## SOURCE MATERIAL:
________________________________________

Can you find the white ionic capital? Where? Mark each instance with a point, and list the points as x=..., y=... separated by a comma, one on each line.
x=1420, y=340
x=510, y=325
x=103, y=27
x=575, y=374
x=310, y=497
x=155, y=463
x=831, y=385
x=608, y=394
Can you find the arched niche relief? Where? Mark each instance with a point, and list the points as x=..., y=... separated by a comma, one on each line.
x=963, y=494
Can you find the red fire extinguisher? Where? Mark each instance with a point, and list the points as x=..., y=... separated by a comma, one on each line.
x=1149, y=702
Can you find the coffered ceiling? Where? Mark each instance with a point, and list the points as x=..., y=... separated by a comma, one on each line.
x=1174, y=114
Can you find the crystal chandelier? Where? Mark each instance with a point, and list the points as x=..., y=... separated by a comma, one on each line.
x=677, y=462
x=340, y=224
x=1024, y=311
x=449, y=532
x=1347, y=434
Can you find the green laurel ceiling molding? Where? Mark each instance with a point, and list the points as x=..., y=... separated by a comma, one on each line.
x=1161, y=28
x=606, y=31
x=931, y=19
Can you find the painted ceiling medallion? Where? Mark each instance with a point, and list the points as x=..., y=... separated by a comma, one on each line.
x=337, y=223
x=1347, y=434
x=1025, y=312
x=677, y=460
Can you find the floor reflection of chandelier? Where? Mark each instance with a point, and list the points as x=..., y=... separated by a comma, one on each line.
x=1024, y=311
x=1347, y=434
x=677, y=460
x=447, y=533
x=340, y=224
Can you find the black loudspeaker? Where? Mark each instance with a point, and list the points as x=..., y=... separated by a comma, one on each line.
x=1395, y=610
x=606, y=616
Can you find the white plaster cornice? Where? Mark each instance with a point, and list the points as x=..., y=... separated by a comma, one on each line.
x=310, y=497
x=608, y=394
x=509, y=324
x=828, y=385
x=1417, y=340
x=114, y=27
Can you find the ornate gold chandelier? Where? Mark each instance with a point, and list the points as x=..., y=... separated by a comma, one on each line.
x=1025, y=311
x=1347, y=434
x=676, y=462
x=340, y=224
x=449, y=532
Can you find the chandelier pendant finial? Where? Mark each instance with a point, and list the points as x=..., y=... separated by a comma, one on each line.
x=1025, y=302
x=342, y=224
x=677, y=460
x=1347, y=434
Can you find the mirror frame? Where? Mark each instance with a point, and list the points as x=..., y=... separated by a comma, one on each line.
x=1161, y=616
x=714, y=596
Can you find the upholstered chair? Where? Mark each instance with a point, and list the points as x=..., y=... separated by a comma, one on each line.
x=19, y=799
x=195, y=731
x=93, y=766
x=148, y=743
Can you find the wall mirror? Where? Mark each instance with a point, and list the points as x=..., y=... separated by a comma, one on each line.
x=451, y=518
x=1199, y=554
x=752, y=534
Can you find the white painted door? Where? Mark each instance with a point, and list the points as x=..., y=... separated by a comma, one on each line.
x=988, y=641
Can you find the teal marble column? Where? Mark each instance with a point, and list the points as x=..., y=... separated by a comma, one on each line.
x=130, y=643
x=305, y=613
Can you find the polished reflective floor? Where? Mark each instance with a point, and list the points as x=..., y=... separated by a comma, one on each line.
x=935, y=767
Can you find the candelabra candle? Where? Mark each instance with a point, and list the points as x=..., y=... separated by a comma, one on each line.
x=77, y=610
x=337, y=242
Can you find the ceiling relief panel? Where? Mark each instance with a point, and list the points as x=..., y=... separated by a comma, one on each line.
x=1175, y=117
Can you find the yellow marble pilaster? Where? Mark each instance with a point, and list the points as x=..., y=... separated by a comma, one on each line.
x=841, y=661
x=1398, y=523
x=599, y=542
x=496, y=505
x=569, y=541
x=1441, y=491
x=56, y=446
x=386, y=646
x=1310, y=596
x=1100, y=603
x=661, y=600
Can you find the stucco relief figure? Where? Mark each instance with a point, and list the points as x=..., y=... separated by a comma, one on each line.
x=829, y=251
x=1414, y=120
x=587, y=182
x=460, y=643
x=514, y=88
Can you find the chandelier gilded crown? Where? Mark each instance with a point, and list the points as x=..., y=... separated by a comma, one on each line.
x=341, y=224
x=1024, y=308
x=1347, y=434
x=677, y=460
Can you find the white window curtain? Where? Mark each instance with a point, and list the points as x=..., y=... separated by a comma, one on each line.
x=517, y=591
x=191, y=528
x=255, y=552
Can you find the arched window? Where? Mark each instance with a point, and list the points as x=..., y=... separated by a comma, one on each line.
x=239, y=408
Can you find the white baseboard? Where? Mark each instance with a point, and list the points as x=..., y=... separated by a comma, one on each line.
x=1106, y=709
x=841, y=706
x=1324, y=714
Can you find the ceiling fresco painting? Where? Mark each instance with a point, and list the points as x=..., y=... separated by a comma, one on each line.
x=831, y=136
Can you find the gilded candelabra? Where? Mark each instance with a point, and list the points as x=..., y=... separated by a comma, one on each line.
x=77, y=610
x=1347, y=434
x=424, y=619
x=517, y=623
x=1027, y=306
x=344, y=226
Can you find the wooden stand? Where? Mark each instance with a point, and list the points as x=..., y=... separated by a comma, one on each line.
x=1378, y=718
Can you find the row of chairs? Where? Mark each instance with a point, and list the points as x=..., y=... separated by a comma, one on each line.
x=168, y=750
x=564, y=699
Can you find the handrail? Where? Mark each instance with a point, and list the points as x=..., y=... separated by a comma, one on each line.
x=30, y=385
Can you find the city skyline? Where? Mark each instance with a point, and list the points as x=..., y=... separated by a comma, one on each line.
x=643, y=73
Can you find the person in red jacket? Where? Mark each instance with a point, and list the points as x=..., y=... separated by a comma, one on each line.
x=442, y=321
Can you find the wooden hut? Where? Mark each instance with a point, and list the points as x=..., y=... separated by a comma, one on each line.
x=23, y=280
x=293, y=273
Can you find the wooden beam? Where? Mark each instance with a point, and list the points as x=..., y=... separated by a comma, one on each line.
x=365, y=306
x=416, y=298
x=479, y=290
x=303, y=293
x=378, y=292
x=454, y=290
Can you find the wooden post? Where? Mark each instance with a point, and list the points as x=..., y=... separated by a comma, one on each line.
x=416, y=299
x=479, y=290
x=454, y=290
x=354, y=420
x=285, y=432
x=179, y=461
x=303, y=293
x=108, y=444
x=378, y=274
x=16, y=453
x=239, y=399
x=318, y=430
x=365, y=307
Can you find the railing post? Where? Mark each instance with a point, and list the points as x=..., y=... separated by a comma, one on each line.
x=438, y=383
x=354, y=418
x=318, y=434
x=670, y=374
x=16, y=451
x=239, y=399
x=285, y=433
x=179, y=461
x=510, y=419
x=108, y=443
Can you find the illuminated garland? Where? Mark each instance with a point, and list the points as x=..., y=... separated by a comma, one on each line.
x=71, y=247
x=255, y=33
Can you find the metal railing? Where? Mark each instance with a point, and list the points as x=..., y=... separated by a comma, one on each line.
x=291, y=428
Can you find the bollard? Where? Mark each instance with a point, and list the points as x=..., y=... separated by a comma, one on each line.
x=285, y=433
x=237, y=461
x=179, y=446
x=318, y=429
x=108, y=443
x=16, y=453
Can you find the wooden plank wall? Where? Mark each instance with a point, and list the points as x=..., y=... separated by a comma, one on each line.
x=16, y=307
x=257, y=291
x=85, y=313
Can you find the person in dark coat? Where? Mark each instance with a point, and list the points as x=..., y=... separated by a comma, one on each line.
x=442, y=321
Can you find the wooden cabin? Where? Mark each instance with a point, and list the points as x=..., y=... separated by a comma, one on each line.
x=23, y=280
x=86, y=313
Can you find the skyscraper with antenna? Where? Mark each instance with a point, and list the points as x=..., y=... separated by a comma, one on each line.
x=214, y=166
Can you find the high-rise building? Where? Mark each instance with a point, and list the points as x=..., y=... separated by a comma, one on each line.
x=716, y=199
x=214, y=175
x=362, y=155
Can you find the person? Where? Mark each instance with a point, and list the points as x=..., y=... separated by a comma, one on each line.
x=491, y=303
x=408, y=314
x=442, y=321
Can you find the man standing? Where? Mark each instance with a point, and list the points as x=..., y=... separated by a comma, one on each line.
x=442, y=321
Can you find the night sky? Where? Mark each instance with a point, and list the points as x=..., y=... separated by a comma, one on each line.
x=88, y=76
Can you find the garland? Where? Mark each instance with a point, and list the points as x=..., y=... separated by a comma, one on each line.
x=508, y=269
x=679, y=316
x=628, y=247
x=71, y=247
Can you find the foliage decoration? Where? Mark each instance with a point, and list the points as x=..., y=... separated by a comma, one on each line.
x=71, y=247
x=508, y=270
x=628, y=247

________________________________________

## ABOUT THIS EXERCISE:
Your response should be the exact lines running from the one with "Can you find the garland?" to the final line of the material above.

## RESPONSE TO THE EXERCISE:
Can you find the garland? Where? Mark each instance with a point, and list the points as x=..., y=... separated by a comma, one on each line.
x=508, y=269
x=679, y=316
x=628, y=247
x=71, y=247
Can you find the foliage decoration? Where? Mark each instance with a point, and list the points as x=..., y=... separated by a comma, one on each line.
x=71, y=247
x=508, y=270
x=628, y=247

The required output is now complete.